Work task
Which lines in the records below include the word "wall"? Report each of them in full.

[Records from a data collection]
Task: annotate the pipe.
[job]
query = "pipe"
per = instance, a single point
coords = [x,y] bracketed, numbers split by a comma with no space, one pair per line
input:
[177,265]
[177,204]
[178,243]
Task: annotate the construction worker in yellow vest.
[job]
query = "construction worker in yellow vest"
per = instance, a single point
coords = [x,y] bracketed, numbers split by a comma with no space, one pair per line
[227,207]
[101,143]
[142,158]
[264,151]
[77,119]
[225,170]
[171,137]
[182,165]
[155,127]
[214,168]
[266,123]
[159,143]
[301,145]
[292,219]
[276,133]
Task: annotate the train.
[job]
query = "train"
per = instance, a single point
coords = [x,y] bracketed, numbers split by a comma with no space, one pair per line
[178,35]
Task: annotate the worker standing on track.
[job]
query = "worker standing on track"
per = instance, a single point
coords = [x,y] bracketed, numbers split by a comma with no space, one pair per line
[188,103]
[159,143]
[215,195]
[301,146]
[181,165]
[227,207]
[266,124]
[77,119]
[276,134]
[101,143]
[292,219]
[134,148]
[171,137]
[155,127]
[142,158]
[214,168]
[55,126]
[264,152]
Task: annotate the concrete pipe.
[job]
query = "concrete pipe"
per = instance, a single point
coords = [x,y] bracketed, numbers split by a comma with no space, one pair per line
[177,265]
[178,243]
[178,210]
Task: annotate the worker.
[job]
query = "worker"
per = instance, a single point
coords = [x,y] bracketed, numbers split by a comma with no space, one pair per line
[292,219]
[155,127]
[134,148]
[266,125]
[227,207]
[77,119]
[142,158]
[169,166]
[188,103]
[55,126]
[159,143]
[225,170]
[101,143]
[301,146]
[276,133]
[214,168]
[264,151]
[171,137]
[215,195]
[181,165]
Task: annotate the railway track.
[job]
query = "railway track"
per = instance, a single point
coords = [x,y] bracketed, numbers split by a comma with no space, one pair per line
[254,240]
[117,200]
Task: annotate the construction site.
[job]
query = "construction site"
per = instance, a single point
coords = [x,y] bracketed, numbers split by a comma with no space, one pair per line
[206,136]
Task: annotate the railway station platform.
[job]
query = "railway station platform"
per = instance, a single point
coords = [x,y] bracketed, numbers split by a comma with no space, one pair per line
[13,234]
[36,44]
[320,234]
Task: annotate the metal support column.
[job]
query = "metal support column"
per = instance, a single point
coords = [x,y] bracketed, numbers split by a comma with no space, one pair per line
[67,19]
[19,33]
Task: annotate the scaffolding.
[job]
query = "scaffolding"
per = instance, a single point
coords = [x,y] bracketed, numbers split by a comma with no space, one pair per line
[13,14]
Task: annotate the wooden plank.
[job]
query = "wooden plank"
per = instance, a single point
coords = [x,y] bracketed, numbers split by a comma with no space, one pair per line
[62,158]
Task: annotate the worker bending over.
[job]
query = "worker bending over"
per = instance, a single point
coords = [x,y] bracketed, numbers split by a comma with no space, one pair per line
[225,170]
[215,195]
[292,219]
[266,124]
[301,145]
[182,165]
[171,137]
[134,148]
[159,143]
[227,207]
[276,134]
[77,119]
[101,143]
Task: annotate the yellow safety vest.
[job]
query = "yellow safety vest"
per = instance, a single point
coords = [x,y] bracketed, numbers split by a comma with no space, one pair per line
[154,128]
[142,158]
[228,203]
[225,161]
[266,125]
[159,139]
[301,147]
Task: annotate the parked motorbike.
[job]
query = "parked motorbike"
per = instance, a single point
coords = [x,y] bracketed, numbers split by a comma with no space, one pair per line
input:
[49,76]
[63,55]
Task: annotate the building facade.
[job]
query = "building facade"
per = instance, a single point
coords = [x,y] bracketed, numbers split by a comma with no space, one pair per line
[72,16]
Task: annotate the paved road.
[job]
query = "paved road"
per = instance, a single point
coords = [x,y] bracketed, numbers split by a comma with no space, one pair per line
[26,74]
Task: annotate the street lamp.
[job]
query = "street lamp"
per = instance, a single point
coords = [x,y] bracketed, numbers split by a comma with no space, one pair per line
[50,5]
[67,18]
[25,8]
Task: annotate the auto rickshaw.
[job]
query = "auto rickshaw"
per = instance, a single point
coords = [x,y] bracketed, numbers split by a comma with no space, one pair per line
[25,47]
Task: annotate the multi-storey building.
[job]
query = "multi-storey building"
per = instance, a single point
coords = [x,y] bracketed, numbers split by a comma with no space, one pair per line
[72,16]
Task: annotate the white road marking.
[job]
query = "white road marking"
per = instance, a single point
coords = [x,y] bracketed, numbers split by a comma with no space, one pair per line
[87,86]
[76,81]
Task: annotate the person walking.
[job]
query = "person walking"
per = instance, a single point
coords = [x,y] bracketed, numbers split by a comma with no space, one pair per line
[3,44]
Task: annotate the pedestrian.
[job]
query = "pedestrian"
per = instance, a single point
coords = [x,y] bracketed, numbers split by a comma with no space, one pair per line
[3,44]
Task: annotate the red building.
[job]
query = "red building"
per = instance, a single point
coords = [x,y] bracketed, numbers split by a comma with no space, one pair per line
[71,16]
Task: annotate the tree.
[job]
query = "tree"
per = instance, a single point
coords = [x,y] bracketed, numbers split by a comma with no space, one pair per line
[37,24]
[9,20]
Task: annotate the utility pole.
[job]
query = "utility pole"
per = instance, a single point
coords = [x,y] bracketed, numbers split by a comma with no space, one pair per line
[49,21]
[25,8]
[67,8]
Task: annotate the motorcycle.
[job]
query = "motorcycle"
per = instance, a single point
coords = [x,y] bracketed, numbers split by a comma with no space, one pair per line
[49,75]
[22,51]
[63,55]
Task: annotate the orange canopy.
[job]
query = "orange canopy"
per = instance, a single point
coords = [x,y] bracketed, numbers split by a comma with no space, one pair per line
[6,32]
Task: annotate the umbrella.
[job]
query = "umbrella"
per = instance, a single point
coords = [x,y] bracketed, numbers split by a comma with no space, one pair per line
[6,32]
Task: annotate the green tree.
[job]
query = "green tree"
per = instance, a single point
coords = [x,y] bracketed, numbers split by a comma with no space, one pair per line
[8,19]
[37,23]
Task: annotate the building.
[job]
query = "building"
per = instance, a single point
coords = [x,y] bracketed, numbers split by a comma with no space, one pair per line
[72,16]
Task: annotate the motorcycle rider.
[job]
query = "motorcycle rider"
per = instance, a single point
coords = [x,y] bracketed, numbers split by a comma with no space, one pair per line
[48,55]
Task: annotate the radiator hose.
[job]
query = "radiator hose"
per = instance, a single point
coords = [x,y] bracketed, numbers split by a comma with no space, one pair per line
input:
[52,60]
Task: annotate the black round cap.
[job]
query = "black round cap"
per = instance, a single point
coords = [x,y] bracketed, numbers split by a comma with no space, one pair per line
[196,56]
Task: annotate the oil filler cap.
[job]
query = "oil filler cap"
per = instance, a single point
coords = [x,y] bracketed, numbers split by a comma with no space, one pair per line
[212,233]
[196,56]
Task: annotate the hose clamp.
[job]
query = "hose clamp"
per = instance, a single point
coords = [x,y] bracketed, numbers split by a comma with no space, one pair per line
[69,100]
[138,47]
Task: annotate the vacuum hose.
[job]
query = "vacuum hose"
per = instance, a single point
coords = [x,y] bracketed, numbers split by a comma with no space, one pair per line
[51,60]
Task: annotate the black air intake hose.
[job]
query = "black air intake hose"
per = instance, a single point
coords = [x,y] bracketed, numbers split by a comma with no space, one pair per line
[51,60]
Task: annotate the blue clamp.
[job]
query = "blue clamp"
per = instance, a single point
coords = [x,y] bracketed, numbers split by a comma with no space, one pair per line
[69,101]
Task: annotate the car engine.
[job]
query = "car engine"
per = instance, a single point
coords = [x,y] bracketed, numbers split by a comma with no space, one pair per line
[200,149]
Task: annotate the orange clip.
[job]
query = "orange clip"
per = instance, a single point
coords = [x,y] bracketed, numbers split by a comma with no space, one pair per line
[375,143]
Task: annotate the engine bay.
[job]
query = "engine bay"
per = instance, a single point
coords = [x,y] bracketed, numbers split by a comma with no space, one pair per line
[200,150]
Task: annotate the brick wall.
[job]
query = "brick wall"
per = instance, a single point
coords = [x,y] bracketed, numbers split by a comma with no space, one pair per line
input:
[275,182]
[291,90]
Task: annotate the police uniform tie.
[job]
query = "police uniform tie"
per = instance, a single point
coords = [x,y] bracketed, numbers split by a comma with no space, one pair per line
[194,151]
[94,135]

Task response
Task: annotate the brick wall.
query = "brick wall"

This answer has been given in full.